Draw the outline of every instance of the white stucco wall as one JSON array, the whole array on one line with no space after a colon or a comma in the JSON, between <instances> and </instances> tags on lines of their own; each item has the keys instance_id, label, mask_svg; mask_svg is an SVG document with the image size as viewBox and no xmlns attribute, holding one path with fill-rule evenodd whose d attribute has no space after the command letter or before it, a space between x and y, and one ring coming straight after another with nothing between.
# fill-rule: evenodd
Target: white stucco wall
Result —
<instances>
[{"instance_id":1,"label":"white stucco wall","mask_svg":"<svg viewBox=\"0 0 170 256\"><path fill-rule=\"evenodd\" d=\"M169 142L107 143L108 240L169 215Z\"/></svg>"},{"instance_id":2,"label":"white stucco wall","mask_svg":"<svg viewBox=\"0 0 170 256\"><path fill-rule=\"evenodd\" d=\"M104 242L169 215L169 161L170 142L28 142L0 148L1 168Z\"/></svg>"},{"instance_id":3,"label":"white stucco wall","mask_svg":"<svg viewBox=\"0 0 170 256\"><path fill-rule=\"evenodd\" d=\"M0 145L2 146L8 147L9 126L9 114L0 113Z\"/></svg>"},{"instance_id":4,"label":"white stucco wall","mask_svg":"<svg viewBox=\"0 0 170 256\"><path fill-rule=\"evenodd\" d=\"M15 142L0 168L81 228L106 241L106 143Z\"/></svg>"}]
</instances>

= = = = = = =

--- Job ---
Reproduce each of the entries above verbatim, line for line.

--- Exercise output ---
Draw the outline of every instance of the white stucco wall as one JSON array, the whole array on one line with no space after a colon or a comma in the JSON, between <instances> and </instances> tags on lines of their own; each item has the keys instance_id, label, mask_svg; mask_svg is an SVG document with the image size as viewBox and no xmlns attribute, holding one path with fill-rule evenodd whose d attribute has no space after the command letter or before it, a space between x and y, and one ring coming straight after another with nothing between.
# fill-rule: evenodd
Target: white stucco wall
Result —
<instances>
[{"instance_id":1,"label":"white stucco wall","mask_svg":"<svg viewBox=\"0 0 170 256\"><path fill-rule=\"evenodd\" d=\"M169 142L107 143L108 240L169 215Z\"/></svg>"},{"instance_id":2,"label":"white stucco wall","mask_svg":"<svg viewBox=\"0 0 170 256\"><path fill-rule=\"evenodd\" d=\"M104 242L169 215L169 161L170 142L28 142L0 148L1 168Z\"/></svg>"},{"instance_id":3,"label":"white stucco wall","mask_svg":"<svg viewBox=\"0 0 170 256\"><path fill-rule=\"evenodd\" d=\"M0 145L2 146L8 147L9 126L9 114L0 113Z\"/></svg>"},{"instance_id":4,"label":"white stucco wall","mask_svg":"<svg viewBox=\"0 0 170 256\"><path fill-rule=\"evenodd\" d=\"M15 142L0 168L81 228L106 241L106 143Z\"/></svg>"}]
</instances>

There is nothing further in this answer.